Select every line of the items below that contains the string "pink", treating uppercase and lowercase as different, and copy each such line.

Named-object pointing records:
::::::

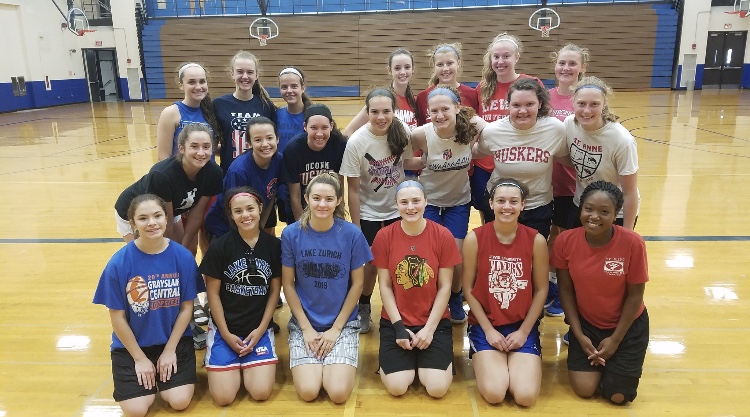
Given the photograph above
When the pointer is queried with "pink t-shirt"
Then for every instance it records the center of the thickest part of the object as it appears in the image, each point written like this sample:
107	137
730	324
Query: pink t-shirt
563	178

::::::

# [Answer to the task]
When the pointer is queried with "pink t-shirt"
Query: pink t-shirt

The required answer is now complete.